**掲載文**
▽

プロ野球、16球団構想
毎日新聞(6/9)から、
《バカが何を考えているのか、とも思わせるマンガチックな話が降って湧いている。地域活性+経済効果で安倍晋三も乗り気だという。止めようもなく人口が減り続ける現状に、何ら手を打つこともなく、現状でさえ経営難が続く(黒字経営は現在3球団と言われる)プロ野球を一層経営を難しくし、貧困に喘ぐプロ集団に変えようとする。バカの考え休むに似たり。計画の大前提、マーケットリサーチもろくにしないで、妄想の上に景気よくアドバルーンだけは揚げたいようだ。》
《プロ野球の球団数を今の12から16に増やして経済の活性化を図ろう。自民党が先月発表したアベノ何とやらの第三の矢だという。安倍晋三も乗り気のようだが、本当に実現できるのか?》
「この数年、政・官・民を問わず働きかけてきた、夢が現実になるかも、と興奮しています」。自民党の提言を受け、静岡市のある職員は喜びに浸っている。市は活性化の目玉として自民球団の設立とプロ野球入りを掲げ、2012〜14年度予算に計約1800万円計上。合同トライアウト(入団テスト)を誘致したり、野球教室を開いたりしてきた。静岡県も昨年、約34億円をかけて市内の草薙球場をリニューアル。両翼外野ファウルゾーンんまでせり出した「ウイングシート」を設けるなど最新のプロ野球仕様にして後方支援する。

△

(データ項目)
▽

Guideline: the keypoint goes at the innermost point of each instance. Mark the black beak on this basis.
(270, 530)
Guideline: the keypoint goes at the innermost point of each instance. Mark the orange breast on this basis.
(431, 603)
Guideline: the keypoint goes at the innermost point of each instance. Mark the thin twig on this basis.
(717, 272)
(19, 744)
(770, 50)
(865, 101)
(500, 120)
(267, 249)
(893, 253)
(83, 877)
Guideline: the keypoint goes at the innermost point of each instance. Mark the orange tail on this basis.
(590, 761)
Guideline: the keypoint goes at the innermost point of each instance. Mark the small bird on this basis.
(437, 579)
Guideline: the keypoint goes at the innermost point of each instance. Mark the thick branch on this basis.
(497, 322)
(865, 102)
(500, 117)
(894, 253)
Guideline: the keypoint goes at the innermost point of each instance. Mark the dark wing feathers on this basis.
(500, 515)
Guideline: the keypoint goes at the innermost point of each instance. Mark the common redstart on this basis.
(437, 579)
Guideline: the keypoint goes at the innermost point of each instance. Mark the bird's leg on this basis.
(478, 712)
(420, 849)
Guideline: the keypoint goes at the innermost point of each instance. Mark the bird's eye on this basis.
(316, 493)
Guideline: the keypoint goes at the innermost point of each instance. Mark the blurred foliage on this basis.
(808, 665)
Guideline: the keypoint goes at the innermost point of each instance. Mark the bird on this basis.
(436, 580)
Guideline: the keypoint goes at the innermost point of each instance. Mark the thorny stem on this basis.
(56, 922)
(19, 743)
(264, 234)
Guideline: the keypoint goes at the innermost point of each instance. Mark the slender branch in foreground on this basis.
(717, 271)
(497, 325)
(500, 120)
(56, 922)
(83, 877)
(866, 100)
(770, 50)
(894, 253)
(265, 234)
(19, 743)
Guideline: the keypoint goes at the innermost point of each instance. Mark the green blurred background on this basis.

△

**課題**
1. 16球団構想の文章を読んで、次の問いに答えてください。
(a) 球団数を現在のいくつからいくつに増やす構想か。
(b) 静岡市が2012〜14年度予算に計上した額は合計でいくらか。
(c) 静岡県が草薙球場のリニューアルにかけた費用はいくらか。
2. 16球団構想の文章を2文で要約してください。
3. 16球団構想の文章の続きを、最後の文の後から書いてください。

**課題の解答**
1.
(a) 12から16に増やす構想。
(b) 計約1800万円。
(c) 約34億円。

2. 自民党が提言したプロ野球の球団数を12から16に増やす構想について、文章は、人口減少に手を打たず、経営難の球団をさらに苦しめるものだと批判している。一方、静岡市の職員は提言を喜んでおり、市は予算を計上して合同トライアウトの誘致や野球教室を行い、県は草薙球場を最新のプロ野球仕様に改修して後押ししている。

3.
《2040年(すぐに来るゾ!)には日本全国の自治体1800市区町村の半分の存続が難しくなるとの予測もある。私の表現では、日本の人口減は現在既に『生産年齢8000万人割れ(日本人人口25・3万人減)』。直近の3年間の人口減は、島根県か高知県から人はいなくなり、無人の県になっている状態と同じだ。》
そうした努力も「2リーグ制12球団が“岩盤”のようの固定化」(同職員)した球界の実情を前にして、なかなか実らなかった。そんな中で浮上した16球団構想だけに、地元で「大きな前進」と受けとめられたのは当然だろう。
構想は、自民党の日本経済再生本部(本部長・高市早苗政調会長)が5月23日に発表した「日本再生ビジョン」の地域活性化策の一つ。米大リーグが30チームあることなどを根拠に、既存の球団の本拠地がない静岡県、北信越、四国、沖縄県の4地域に新球団を創設し、2リーグ4地区制の再編するよう提言。政府に支援策の検討も求めている。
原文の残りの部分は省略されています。